Description of the task: On how many lines of the data below does the word "mirror" appear? Reply with the number only.

*** Supplied material ***

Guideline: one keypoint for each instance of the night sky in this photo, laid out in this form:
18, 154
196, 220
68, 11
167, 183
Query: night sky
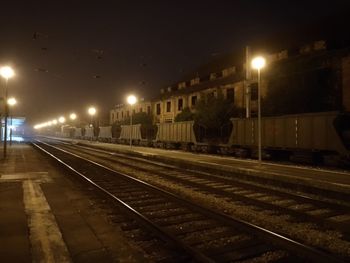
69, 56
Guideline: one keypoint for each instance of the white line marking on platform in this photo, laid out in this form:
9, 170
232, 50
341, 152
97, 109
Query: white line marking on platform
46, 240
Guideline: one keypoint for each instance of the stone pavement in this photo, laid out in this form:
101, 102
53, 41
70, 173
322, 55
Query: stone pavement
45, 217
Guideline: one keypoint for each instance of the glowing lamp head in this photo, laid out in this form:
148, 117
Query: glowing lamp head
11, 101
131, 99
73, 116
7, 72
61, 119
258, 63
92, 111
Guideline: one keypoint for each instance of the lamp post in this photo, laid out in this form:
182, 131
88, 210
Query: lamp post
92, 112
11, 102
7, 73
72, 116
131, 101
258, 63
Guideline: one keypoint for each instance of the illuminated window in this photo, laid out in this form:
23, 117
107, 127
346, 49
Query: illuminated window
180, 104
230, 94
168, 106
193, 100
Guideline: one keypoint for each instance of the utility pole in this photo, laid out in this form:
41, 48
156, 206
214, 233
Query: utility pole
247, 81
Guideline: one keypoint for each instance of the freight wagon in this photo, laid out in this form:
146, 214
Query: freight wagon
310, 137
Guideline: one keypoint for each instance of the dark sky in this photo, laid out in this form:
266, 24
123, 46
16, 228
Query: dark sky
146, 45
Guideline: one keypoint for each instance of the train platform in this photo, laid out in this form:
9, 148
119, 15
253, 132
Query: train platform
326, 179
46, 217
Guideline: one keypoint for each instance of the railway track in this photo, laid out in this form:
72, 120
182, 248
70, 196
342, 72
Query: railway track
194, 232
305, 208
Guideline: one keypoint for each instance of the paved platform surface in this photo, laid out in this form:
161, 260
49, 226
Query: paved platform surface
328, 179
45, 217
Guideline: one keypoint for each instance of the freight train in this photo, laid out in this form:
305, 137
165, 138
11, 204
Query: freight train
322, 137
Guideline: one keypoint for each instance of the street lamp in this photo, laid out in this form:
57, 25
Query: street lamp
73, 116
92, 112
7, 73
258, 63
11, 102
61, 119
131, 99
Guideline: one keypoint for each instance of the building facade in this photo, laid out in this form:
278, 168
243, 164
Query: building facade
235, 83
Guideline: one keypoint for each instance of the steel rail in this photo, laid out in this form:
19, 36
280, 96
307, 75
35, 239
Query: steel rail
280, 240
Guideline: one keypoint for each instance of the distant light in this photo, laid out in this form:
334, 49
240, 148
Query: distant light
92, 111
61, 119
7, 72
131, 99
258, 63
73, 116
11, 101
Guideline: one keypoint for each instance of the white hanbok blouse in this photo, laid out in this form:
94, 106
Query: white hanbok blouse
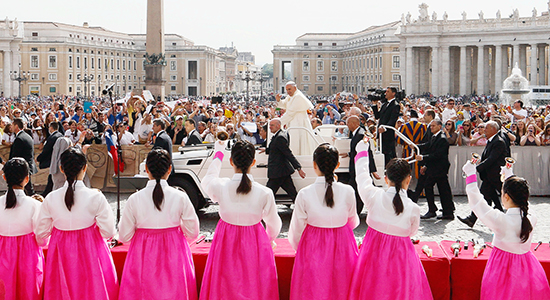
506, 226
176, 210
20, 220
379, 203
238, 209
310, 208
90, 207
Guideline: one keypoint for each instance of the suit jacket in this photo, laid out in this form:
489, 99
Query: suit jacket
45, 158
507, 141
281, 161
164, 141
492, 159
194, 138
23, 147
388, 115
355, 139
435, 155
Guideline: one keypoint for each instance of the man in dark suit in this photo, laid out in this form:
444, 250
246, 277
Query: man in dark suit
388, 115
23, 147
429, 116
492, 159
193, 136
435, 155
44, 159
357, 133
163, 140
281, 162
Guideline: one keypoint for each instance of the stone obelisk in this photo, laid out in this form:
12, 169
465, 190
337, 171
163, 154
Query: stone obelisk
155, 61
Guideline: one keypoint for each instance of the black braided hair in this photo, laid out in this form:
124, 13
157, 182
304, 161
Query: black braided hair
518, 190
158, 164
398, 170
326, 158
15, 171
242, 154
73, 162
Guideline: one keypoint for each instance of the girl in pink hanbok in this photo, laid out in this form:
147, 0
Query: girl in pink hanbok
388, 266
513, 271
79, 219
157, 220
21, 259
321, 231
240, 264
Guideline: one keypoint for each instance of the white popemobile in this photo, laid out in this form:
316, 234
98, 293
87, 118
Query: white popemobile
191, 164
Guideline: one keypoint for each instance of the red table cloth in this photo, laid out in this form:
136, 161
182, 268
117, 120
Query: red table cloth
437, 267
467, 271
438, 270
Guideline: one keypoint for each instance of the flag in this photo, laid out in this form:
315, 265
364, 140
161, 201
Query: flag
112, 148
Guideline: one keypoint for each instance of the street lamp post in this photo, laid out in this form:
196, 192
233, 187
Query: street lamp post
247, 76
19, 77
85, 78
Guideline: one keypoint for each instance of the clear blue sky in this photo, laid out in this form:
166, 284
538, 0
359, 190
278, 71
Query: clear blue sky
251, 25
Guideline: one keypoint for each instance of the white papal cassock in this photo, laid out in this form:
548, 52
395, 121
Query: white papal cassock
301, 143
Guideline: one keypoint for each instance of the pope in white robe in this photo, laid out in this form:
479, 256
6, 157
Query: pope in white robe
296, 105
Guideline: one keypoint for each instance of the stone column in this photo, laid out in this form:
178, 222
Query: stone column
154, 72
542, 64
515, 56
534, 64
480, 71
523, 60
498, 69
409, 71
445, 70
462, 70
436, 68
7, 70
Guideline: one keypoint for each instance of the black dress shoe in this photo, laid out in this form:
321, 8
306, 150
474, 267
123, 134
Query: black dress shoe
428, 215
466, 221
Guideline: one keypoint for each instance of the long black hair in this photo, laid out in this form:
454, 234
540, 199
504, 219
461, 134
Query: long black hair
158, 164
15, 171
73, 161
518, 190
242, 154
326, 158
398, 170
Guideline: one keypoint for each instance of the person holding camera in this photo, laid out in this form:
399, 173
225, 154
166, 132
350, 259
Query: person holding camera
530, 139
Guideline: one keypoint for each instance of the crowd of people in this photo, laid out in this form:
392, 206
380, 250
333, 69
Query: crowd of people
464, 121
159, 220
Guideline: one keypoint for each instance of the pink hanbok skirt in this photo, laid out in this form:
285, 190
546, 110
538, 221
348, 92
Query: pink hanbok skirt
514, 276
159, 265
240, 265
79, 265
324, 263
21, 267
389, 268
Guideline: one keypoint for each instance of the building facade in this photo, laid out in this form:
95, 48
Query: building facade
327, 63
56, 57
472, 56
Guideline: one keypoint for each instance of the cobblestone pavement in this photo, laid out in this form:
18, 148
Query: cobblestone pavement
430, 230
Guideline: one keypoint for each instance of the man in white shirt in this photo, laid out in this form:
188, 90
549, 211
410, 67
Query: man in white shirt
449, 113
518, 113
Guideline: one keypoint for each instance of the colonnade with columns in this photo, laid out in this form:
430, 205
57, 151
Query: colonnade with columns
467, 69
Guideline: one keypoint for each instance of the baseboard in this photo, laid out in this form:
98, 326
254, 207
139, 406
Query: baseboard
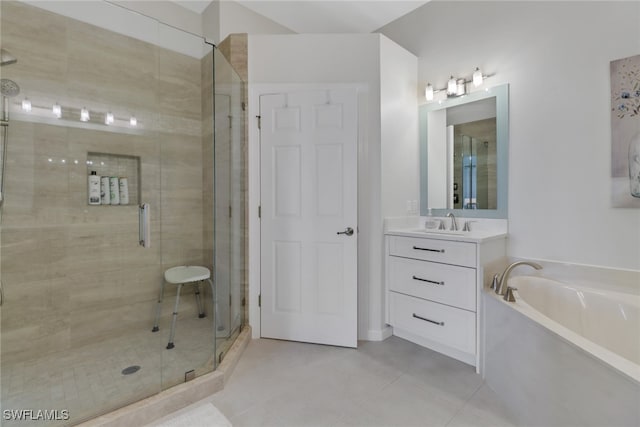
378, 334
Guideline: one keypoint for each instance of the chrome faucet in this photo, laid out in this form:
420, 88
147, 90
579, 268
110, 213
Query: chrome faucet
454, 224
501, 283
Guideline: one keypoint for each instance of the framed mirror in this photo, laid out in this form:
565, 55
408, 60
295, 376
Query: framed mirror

*** End of Supplied material ***

Solution to this task: 2